Extract each line of the data below that contains the word "jersey", and list those lines in their original order.

[Collected data entries]
/---

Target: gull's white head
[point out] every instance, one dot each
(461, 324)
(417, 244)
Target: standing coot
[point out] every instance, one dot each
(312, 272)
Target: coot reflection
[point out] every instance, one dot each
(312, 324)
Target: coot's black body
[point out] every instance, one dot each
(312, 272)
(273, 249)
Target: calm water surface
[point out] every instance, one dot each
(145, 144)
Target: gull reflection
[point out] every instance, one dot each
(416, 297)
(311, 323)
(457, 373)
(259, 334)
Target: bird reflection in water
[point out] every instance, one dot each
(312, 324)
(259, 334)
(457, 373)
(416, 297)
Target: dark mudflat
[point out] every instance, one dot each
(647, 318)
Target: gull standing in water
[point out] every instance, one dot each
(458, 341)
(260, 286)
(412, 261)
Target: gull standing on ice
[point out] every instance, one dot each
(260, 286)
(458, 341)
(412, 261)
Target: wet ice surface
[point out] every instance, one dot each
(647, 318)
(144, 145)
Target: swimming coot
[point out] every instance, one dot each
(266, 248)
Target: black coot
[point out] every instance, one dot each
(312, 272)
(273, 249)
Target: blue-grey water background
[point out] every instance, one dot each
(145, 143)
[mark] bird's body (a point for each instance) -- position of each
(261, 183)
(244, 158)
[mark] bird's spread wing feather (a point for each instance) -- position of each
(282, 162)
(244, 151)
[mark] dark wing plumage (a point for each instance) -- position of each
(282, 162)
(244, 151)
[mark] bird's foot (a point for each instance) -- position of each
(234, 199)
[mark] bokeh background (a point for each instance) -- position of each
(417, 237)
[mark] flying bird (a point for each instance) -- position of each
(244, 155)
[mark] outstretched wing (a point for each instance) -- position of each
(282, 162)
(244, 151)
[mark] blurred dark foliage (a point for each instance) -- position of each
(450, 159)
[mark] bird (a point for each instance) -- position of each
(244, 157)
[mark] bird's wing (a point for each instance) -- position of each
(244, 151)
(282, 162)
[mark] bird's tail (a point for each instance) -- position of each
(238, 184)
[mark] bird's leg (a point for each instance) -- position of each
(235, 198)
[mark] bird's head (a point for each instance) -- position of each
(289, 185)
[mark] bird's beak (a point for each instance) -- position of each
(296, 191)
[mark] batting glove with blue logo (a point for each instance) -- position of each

\---
/---

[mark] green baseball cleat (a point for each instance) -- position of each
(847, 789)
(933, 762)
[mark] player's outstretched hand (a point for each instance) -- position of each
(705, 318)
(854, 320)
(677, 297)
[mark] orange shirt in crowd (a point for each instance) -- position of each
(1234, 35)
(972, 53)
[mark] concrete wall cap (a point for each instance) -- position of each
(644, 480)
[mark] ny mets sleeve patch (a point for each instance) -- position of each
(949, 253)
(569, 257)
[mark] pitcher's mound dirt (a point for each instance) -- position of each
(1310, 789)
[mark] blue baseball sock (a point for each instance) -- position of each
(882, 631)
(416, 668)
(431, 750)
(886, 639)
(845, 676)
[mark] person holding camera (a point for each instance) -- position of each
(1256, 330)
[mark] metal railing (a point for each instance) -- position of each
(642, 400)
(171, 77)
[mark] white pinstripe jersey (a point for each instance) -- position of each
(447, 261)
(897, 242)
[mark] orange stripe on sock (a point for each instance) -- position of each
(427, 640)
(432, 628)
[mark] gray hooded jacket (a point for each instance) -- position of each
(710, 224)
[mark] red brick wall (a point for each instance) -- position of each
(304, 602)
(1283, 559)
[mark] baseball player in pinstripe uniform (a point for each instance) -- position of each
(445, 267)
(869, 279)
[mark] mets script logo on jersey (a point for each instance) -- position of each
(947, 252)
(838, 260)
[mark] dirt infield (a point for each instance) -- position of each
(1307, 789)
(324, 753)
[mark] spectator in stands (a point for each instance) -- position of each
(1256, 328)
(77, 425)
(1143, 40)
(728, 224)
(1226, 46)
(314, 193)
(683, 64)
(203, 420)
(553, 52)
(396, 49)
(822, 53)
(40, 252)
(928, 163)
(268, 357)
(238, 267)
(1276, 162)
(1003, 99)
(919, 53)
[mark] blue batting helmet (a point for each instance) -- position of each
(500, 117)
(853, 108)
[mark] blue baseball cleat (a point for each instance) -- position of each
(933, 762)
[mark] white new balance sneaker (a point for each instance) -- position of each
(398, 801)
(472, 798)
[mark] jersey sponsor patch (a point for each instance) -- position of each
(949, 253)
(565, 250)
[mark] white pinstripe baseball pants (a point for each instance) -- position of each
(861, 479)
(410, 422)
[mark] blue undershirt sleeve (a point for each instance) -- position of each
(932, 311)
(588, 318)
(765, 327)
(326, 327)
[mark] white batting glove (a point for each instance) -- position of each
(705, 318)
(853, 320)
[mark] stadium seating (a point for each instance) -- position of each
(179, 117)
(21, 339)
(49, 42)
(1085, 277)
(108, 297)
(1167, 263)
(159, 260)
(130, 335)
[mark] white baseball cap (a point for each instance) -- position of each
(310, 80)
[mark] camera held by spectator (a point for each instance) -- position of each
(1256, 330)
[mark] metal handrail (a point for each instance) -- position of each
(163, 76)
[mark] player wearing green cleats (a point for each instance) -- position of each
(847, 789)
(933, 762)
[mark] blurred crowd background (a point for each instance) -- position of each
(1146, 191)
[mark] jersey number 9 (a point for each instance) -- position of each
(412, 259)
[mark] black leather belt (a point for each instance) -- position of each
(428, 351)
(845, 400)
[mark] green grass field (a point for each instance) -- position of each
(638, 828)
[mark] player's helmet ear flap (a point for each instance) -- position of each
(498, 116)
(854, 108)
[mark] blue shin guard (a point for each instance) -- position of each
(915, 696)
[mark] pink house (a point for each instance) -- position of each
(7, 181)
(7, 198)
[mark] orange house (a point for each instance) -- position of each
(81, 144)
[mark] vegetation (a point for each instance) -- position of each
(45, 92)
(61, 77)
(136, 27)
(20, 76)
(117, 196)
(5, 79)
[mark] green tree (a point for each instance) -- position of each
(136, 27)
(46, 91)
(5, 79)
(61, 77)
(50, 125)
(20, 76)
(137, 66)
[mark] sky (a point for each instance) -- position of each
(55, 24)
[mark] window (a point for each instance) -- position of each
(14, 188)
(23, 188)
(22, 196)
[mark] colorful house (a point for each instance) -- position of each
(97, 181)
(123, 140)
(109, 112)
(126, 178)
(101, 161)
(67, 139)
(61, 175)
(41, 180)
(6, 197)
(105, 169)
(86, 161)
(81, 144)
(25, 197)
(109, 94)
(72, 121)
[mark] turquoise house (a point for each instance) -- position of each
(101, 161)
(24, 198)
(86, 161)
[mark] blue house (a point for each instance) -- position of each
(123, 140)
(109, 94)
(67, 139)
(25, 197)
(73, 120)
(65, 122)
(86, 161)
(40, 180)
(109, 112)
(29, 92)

\---

[Full output]
[mark] white pinstripe jersey (a point for each instance) -- position of each
[mark] mets script logo on jersey (a point for each instance) -- position of each
[mark] jersey sponsor patch (a point for each instance) -- position of each
[mark] jersey number 9 (a point for each instance) -- position of each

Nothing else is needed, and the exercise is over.